#### WHAT YOU ARE ASKED TO DO
Print every one of the entries below word for word, keeping each line in its original order.

#### ENTRIES SUPPLIED
== == ==
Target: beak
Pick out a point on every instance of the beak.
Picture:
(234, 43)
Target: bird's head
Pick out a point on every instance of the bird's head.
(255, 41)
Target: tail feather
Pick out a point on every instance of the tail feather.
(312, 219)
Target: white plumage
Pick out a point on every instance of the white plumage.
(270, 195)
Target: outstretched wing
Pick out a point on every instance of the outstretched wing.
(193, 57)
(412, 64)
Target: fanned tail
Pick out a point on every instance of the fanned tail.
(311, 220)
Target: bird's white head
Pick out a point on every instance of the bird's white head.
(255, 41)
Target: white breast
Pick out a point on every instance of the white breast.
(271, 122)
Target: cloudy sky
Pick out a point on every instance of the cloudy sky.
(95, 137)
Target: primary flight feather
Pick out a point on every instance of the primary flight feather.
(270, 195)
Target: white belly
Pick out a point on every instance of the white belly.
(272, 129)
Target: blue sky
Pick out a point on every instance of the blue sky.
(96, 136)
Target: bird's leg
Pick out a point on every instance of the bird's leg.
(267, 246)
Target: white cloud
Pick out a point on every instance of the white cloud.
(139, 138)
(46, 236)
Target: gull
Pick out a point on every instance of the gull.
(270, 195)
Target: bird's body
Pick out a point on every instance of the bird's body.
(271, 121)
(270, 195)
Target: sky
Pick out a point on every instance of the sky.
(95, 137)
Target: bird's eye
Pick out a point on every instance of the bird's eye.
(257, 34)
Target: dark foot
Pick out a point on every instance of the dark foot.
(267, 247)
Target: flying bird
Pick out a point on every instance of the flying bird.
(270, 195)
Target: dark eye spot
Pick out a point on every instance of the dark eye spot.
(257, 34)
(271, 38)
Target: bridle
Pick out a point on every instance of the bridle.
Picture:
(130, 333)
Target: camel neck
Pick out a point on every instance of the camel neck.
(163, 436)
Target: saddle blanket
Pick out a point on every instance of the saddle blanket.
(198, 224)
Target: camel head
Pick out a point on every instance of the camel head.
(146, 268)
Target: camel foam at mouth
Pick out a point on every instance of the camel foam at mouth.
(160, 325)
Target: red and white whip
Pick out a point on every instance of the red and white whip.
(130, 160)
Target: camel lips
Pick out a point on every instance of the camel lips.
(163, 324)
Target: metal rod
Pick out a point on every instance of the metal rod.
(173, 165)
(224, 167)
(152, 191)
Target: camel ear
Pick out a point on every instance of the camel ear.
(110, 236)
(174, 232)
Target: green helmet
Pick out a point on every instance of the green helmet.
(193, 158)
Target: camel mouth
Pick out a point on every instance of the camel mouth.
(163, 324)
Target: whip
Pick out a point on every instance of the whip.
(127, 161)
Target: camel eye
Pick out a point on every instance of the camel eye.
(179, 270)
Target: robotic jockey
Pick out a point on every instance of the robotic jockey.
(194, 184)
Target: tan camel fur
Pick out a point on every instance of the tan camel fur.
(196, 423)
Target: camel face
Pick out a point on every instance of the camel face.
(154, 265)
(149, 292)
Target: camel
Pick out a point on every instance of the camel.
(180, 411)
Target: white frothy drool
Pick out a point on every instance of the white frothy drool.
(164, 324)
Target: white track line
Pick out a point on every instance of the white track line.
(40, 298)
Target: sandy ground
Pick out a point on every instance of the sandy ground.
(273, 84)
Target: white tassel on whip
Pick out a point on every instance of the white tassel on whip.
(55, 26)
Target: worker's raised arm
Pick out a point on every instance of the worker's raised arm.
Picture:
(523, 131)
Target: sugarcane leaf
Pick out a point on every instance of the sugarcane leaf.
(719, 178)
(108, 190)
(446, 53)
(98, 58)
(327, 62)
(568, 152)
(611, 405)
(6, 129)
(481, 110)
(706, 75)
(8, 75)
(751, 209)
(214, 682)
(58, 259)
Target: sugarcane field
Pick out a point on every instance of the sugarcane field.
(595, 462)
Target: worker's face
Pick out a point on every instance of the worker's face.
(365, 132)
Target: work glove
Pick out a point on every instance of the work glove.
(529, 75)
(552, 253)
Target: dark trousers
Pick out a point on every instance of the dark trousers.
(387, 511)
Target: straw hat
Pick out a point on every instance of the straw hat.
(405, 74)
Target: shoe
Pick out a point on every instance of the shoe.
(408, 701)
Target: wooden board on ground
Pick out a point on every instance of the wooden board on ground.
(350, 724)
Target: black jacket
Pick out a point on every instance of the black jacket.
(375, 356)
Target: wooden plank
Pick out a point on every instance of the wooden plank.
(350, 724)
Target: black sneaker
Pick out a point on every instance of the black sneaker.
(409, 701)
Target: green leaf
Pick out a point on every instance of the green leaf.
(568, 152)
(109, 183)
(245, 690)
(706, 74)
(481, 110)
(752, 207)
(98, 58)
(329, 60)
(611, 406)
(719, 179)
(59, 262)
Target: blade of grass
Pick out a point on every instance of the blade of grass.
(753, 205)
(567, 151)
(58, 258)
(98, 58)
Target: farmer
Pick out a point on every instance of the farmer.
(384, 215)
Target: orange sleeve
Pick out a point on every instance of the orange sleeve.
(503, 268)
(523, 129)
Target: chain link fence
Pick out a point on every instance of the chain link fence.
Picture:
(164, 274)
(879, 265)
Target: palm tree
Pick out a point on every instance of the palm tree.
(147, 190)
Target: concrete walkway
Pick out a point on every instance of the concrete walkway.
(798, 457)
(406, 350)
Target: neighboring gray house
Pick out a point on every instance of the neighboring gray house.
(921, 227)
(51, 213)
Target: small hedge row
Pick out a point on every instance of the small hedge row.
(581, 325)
== == ==
#### TASK ANSWER
Target: beak
Pick out a point on every instance of the beak.
Picture:
(234, 43)
Target: bird's head
Pick out a point on every instance of the bird's head.
(255, 41)
Target: tail feather
Pick out a point on every instance of the tail feather.
(312, 219)
Target: white plumage
Pick out a point on every instance of the white plumage.
(270, 195)
Target: outstretched wing
Pick out a point on every instance of the outstretched wing.
(193, 57)
(412, 64)
Target: fanned tail
Pick out a point on every instance of the fanned tail.
(311, 220)
Target: bird's white head
Pick out a point on every instance of the bird's white head.
(255, 41)
Target: white breast
Pick out a point on every instance of the white breast.
(271, 122)
Target: cloudy sky
Pick out a point on every instance of the cloudy sky.
(95, 137)
Target: primary flight feather
Pick out a point on every instance of the primary flight feather.
(270, 195)
Target: white belly
Pick out a point on every instance of the white belly.
(272, 129)
Target: blue sky
Pick out a point on every instance of the blue sky.
(96, 136)
Target: bird's leg
Pick out a point on every instance of the bird's leg.
(267, 246)
Target: white cloud
Pick out a point on every instance of the white cloud.
(139, 138)
(46, 236)
Target: gull
Pick out a point on every instance of the gull.
(270, 195)
Target: bird's body
Pick out a point on every instance of the bird's body.
(271, 121)
(270, 195)
Target: sky
Pick out a point on every instance of the sky.
(95, 137)
Target: bird's eye
Pick out a point on every instance of the bird's eye.
(257, 34)
Target: dark foot
Pick out a point on every instance of the dark foot.
(267, 247)
Target: flying bird
Pick out a point on every instance of the flying bird.
(270, 195)
Target: dark eye spot
Pick out a point on every instance of the dark eye spot.
(257, 34)
(271, 38)
Target: bridle
Pick out a point on every instance of the bridle.
Picture:
(130, 333)
Target: camel neck
Pick out a point on every instance of the camel neck.
(163, 436)
Target: saddle blanket
Pick out a point on every instance of the saddle blanket.
(198, 224)
Target: camel head
Pick out a point on every instance of the camel head.
(146, 268)
Target: camel foam at mouth
Pick out a point on every instance of the camel foam at mouth.
(160, 325)
Target: red and white whip
Pick out a point on every instance of the red and white whip.
(130, 160)
Target: camel lips
Pick out a point on every instance of the camel lips.
(163, 324)
Target: metal rod
Pick out a point on every instance of the metal rod.
(173, 165)
(224, 167)
(152, 191)
Target: camel ear
Pick out a point on every instance of the camel ear.
(110, 236)
(174, 232)
Target: green helmet
Pick out a point on every instance of the green helmet.
(193, 158)
Target: camel mouth
Pick out a point on every instance of the camel mouth.
(163, 324)
Target: whip
Pick out a point on every instance of the whip.
(127, 161)
Target: camel eye
Pick out a point on every instance of the camel eye.
(179, 270)
Target: robotic jockey
Pick out a point on every instance of the robotic jockey.
(194, 184)
Target: tan camel fur
Pick out a point on every instance of the tan camel fur.
(196, 423)
Target: camel face
Pick out a point on every instance of the camel face.
(154, 265)
(149, 292)
Target: camel
Pick out a point on every instance of the camel.
(180, 411)
Target: white frothy drool
Pick out a point on every instance of the white frothy drool.
(164, 324)
Target: white track line
Pick out a point on every instance of the white track line.
(40, 298)
Target: sandy ground
Pick out a point on every instance of the sandy ground.
(273, 84)
Target: white tassel on whip
Pick out a point on every instance of the white tassel on whip.
(55, 26)
Target: worker's raised arm
Pick out a point on every instance of the worker's raised arm.
Picture:
(523, 131)
Target: sugarcane leaf
Pick out a point on every instance of the sugarcane leaf.
(719, 178)
(108, 190)
(446, 53)
(98, 58)
(327, 62)
(568, 152)
(611, 405)
(6, 129)
(481, 110)
(706, 75)
(8, 75)
(751, 209)
(214, 682)
(58, 259)
Target: sugarcane field
Pick out a point on every instance of the sugarcane field.
(595, 462)
Target: worker's face
Pick out a point on every instance of the worker's face.
(365, 132)
Target: work glove
Pick out a point on every instance of the work glove.
(529, 75)
(552, 253)
Target: dark trousers
Pick out a point on every instance of the dark trousers.
(387, 511)
Target: straw hat
Pick out a point on every instance of the straw hat.
(405, 74)
Target: shoe
Pick out a point on every instance of the shoe.
(408, 701)
Target: wooden board on ground
Pick out a point on every instance of the wooden board on ground.
(350, 724)
Target: black jacket
Pick out a point on every instance of the black jacket.
(375, 356)
Target: wooden plank
Pick out a point on every instance of the wooden plank.
(350, 724)
Target: black sneaker
Pick out a point on every instance of the black sneaker.
(409, 701)
Target: green leaf
Pick out a point on every instance of the green leaf.
(568, 152)
(109, 183)
(245, 690)
(706, 74)
(481, 110)
(752, 207)
(98, 58)
(329, 60)
(611, 406)
(719, 179)
(59, 262)
Target: blade of grass
Pick out a point on every instance of the blade of grass.
(753, 205)
(567, 151)
(58, 258)
(98, 58)
Target: farmer
Pick out a point on every instance of the farmer.
(384, 215)
Target: orange sleeve
Pick out a point on every instance of the orange sleeve.
(503, 268)
(523, 129)
Target: chain link fence
Pick out a point on every instance of the chain link fence.
Picture:
(164, 274)
(879, 265)
Target: palm tree
Pick out a point on every instance of the palm tree.
(147, 190)
Target: concrete walkway
Pick out a point on every instance of the concrete walkway.
(798, 457)
(406, 350)
Target: neighboring gray house
Pick out a point on every instance of the neighboring gray house.
(921, 227)
(51, 213)
Target: small hedge row
Pick out a point on every instance of the small hedge row.
(581, 325)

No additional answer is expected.